INSTRUCTIONS TO FOLLOW. The required output is the exact run of lines below that opens at the line with "Would you please pick out the stilt" and closes at the line with "Target: green leaf".

RECORDED INFORMATION.

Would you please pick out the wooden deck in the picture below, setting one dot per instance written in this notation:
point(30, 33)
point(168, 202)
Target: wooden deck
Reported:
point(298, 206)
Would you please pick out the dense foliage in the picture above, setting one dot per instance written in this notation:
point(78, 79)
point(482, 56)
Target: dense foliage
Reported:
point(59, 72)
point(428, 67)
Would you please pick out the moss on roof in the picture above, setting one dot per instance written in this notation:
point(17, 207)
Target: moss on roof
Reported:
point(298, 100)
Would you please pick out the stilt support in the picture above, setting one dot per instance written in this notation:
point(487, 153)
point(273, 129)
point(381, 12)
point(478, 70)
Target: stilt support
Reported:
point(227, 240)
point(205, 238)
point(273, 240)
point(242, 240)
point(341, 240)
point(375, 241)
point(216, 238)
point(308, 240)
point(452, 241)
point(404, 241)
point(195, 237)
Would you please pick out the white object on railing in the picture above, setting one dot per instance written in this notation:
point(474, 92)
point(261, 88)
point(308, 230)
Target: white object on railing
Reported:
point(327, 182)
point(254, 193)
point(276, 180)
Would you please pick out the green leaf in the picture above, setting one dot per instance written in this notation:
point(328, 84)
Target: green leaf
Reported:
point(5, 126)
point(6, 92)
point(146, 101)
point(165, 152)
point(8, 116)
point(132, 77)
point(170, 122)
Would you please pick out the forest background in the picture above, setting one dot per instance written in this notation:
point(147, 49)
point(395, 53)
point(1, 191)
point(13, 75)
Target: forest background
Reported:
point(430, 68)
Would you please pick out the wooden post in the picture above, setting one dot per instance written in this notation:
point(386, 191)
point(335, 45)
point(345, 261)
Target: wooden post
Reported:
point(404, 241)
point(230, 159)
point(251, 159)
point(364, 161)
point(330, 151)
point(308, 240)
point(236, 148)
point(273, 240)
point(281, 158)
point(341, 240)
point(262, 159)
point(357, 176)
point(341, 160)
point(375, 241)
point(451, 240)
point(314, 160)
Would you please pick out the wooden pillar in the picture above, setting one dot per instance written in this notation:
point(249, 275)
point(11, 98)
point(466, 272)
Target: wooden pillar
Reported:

YOUR SOLUTION.
Would you please pick out the stilt support in the picture above, setting one dot per instance written in this notation:
point(487, 153)
point(273, 129)
point(381, 12)
point(478, 70)
Target: stilt support
Reported:
point(227, 240)
point(205, 238)
point(273, 240)
point(242, 240)
point(341, 240)
point(375, 241)
point(216, 238)
point(308, 240)
point(452, 241)
point(404, 241)
point(195, 237)
Would you please pick out the white object on railing in the picture above, setting one dot per instance written in this notation:
point(474, 92)
point(261, 88)
point(308, 230)
Target: white object on railing
Reported:
point(327, 182)
point(254, 193)
point(276, 180)
Would you please pick out the green leaf in the picture above, setting one dot per instance written in this notation:
point(328, 84)
Target: green leaf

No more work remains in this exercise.